[PASSAGE SHOWN Boundary: Start]
Ask the Experts

How to serve great beer

By Carina Perkins contact

- Last updated on GMT

Good cellar management is essential to serving quality beer
Good cellar management is essential to serving quality beer

Related tags: Alcoholic beverage, Brewing

Whether a hotel, restaurant or pub, the quality of beer served can have an impact on customer satisfaction, profits, sales and waste. Here, Steve Lakin of drinks dispense service Innserve gives his tips on good cellar management for great beer.

With 34 per cent of consumers admitting they would go to a different outlet if they were to be served a bad pint, it is essential that cellars are well maintained to ensure good quality beer is maintained at all times. But how do you ensure a cellar is well managed?

Temperature

Warm beer is unappetising and can lead to complaints, a loss of customers and a reduction in sales. The temperature in the cellar should be maintained between 11o​C and 13o​C to keep beer at its best and served at the optimum temperature. If the cellar exceeds the recommended temperature, it would result in stock having a shorter shelf life leading to more waste at the tap through fobbing. The temperature of the cellar should be checked daily, especially during periods of extreme weather –both hot and cold - to protect stock and quality.

Stock Checks

Checking stock is an essential part of guaranteeing quality. People forget that beer is a food product and needs to be treated as such. Before putting beer on dispense, the  ‘best before’ date should be checked. Staff should also ensure the container is clean and the cap removed. The keg or cask should be left in position in the cellar for 48 hours before being put on dispense to reach the correct temperature for serving. Once on dispense, a keg should be used for no more than five days and a cask no longer than three.

Training

Having knowledgeable staff is fundamental for the smooth running of any outlet. Recent research found that good quality cellar management training can improve yields by 3 per cent and sales by 7 per cent, a significant amount even in the smallest outlet. Staff should know how to correctly operate equipment, and should be confident in doing so. On-site training courses are the perfect solution, providing staff with the knowledge they need to manage and maintain equipment effectively.

Be Clean

A dirty cellar encourages the growth of wild yeast and bacteria. This can result in hazy and sour products, which are not fit for sale. By cleaning the cellar once a week, products will remain at their best.

Every seven days, outlets should also fully clean all their beer lines, from coupler right through to dispense tap, to prevent the build-up of yeast and biofilm which can contaminate the line. Remote coolers should be turned off prior to cleaning, to make sure that cleaning solutions don’t freeze in the lines.

Glassware

Up to 90 per cent of beer quality complaints are due to glass hygiene, making glassware an important part of serving great beer. Before glasses are put into a glass washer, they should be checked for bits of lemon or straw, a light brush should be used to clean out any dirt, and glasses that have had a creamy drink in, such as Bailey’s, should be rinsed out. At least every two months, appropriate cleaning products like ‘renovate’ should be used to refurbish glasses, and if glasses are old, they should be replaced.

By following simple guidance, the quality of beer will be protected, resulting not only in improved sales but also a reduction in waste and happy customers.
[PASSAGE SHOWN Boundary: End]
[DATA RECORDS Boundary: Start]
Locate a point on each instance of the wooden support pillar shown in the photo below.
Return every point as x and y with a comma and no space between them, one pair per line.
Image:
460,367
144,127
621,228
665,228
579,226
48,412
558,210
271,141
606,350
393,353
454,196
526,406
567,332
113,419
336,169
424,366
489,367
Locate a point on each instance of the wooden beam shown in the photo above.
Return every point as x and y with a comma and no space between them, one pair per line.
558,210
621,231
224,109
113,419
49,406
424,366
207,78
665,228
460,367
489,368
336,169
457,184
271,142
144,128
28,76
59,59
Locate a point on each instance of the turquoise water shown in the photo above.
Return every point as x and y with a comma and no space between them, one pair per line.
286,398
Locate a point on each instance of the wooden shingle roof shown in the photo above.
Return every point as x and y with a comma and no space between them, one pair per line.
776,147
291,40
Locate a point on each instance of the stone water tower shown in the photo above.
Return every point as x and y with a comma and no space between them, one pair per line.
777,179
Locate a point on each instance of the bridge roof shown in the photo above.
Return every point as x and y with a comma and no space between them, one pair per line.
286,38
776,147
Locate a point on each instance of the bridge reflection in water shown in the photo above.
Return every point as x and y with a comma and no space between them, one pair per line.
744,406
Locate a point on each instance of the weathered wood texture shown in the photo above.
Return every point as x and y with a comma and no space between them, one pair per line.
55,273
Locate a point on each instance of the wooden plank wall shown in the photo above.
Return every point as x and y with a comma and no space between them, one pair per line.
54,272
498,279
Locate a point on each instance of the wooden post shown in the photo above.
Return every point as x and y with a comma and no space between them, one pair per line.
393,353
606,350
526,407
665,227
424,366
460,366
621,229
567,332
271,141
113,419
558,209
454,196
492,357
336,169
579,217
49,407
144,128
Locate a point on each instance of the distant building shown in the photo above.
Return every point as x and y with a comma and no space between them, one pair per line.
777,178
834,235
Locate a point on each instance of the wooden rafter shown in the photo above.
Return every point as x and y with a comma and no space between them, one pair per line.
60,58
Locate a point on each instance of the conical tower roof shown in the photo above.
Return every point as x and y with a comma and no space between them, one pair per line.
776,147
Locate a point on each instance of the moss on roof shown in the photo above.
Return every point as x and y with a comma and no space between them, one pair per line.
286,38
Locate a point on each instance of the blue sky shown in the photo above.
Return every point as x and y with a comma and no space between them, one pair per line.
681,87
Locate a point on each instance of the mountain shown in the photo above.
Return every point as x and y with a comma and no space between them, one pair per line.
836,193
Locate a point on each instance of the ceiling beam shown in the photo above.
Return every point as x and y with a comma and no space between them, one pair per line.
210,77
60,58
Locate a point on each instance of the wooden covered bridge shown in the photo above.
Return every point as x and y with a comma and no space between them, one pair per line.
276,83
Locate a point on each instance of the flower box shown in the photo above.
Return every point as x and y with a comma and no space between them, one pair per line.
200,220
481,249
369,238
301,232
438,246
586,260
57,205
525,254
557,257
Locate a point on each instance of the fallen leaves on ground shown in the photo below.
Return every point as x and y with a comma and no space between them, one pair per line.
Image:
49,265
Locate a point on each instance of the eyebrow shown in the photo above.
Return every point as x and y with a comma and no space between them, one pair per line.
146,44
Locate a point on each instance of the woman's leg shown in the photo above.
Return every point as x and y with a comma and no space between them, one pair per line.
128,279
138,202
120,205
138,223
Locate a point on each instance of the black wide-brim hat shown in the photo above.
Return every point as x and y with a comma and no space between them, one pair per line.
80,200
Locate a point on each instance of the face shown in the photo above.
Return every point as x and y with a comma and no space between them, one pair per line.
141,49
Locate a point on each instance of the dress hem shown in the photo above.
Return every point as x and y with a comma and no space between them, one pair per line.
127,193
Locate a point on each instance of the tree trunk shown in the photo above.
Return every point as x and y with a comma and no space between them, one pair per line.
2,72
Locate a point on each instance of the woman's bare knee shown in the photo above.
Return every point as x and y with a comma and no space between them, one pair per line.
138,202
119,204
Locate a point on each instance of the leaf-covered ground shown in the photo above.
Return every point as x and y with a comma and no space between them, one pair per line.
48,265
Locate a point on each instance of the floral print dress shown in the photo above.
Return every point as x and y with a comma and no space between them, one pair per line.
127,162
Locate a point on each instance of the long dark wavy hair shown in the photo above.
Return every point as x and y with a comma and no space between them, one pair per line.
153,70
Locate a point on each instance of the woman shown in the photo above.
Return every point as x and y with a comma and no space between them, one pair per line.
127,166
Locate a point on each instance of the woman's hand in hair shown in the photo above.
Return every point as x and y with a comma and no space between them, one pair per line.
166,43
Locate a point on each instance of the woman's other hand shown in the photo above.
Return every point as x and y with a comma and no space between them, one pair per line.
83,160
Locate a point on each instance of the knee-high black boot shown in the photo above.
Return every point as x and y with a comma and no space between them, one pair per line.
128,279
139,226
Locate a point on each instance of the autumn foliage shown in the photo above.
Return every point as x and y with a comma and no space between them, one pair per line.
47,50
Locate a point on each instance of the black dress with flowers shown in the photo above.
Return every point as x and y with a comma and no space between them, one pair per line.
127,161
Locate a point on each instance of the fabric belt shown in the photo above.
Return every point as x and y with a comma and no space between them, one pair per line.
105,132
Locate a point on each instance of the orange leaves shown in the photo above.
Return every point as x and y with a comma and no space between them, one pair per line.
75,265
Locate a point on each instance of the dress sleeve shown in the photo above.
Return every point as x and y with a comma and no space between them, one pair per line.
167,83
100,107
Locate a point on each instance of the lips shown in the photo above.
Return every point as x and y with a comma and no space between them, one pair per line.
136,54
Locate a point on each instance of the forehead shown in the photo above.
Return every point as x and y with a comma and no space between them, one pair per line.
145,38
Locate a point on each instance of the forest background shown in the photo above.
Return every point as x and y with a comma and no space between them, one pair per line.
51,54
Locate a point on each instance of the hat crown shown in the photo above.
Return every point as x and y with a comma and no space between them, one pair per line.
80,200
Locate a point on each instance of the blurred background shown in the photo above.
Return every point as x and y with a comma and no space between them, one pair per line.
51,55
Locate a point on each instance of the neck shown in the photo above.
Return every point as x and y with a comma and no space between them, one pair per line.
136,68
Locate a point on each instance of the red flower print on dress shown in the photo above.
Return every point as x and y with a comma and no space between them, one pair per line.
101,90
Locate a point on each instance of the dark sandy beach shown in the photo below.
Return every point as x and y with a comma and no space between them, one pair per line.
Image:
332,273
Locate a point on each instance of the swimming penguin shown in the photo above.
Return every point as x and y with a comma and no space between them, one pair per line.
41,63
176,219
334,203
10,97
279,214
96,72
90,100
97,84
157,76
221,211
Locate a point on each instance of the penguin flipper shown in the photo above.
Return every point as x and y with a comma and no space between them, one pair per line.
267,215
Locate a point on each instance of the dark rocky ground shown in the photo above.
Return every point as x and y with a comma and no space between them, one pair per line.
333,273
[DATA RECORDS Boundary: End]
- [TASK DESCRIPTION]:
Please state how many days at most a keg should be used once it is on dispense, according to the beer-serving article. The entries have no connection to the beer-serving article.

- [SOLUTION FOR THIS TASK]:
No more than five days.